#### [Problems to solve]
1/ Name every practical skill that the passage on Booker T. Washington and Tuskegee says the school taught.
2/ According to the passage on Booker T. Washington and Tuskegee, why did Washington establish the annual Negro Farmers' Conference in 1892?
3/ Carry on the passage about Booker T. Washington and the Tuskegee farmers' conference from its final sentence.

When Booker T Washington came to Alabama, he saw how poor black families were living in poverty and ignorance, sleeping and eating is little cabins. He realized that the only way blacks would ever achieve economic independence, racial solidarity, and self-respect would be through self-improvement and agricultural advancement. So, in 1881 he helped to found the Tuskegee Normal School for ColoredTeachers. This school started as a ‘School Farm’ educating students about agriculture and farming. The school quickly grew to 54 acres with 400 students teaching practical skills such as carpentry, brickmaking, shoemaking, printing and cabinetmaking In 1892, he established an annual Negro Farmers' Conference in order to bring poor black farm families to Tuskegee Institute as a way to educate them on ways to improve their health, become better farmers, and improve upon their home life. This was also the genesis of black extension activities such as the agricultural experiment station, farmer institutes, farmers’ county fairs, extension agents, movable schools, farm newspapers and other types of agriculture publications.
At the first conference, 400 people “of all grades and conditions” came to the conference where they spent time talking about their issues and also working to finding possible solutions to their problems. The mandate from the conference to all Southern blacks was to urge them to buy land and cultivate it thoroughly, to raise food supplies, build multi-room homes, extend the length of school terms, pay more attention to leaders especially ministers and teachers, stay out of debt, avoid lawsuits, and to treat women better. These declarations were published each year by the conference and were posted on the wall in black homes in the South where they used them for daily guidance.

[Referring expression data]
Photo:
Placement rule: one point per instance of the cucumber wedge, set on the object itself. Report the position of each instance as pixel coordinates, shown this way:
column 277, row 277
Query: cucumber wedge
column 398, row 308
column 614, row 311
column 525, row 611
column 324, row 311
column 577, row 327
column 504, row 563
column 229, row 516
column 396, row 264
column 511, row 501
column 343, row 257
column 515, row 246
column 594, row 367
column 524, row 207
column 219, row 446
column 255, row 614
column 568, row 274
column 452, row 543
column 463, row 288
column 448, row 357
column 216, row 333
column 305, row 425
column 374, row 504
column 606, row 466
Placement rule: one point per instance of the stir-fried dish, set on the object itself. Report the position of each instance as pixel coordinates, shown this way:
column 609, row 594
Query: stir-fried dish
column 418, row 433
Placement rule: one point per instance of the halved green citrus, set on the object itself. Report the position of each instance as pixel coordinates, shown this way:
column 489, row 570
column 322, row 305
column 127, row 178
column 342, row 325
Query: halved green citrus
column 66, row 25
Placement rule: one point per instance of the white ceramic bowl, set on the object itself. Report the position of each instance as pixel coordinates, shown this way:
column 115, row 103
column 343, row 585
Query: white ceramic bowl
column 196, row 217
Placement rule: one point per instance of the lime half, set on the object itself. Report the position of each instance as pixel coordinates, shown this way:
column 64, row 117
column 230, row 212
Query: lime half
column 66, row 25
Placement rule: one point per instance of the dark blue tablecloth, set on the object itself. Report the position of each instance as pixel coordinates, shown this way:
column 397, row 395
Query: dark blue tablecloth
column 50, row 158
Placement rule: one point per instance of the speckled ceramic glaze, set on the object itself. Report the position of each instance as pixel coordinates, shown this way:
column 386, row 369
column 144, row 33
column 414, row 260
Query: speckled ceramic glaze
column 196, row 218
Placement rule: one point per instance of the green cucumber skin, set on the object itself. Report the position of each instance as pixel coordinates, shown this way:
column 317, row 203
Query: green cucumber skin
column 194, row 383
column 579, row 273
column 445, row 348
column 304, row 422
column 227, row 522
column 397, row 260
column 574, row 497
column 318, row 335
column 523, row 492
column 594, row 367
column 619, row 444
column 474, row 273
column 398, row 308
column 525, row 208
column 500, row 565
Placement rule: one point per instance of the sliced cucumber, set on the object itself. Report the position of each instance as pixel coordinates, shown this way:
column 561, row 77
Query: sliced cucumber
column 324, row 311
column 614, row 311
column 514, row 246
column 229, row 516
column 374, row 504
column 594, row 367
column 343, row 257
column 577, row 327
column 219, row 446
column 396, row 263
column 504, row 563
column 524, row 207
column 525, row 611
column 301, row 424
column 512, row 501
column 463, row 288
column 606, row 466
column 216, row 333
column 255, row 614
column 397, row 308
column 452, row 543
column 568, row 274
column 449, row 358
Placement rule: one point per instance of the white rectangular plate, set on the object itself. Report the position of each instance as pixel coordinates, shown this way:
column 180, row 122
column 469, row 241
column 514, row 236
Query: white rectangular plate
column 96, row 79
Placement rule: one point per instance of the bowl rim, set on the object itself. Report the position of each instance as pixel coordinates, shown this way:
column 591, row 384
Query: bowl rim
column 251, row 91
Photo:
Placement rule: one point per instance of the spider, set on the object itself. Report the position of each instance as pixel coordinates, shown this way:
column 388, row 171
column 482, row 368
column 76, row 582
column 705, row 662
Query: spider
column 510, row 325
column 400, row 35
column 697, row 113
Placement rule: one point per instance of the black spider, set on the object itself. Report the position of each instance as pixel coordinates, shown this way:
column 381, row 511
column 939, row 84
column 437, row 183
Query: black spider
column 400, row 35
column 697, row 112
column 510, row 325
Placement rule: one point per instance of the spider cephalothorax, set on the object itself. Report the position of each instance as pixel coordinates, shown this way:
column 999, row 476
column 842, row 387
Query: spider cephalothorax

#### [Per-task answers]
1/ Carpentry, brickmaking, shoemaking, printing, and cabinetmaking.

2/ He set it up to bring poor black farm families to Tuskegee Institute. There they could learn ways to improve their health, become better farmers, and improve their home life.

3/
These conferences continued to grow in attendance and in sophistication. It became an annual homecoming for farmers. Washington and his conferences got a lot of publicity in the newspapers for his “Tuskegee Idea” which discussed how blacks were making progress in the South. This publicity allowed Washington to gain in power and influence around the country with northern philanthropists and other blacks. Andrew Carnegie, amongh others was a strong financial supporter of the Institute.
While blacks experienced real progress in many areas of agriculture, land ownership, and self-respect, Washington was quick to point out that his annual conferences had the indirect influence in bringing about better relations between blacks and whites. Washington died in 1915 and the direction of the school changed due to World War I. Many blacks abandoned their agriculture lifestyles and migrated from the South to industrialized sections of the country particularly the North.
Tuskegee Institute was declared a National Historic Site in 1965.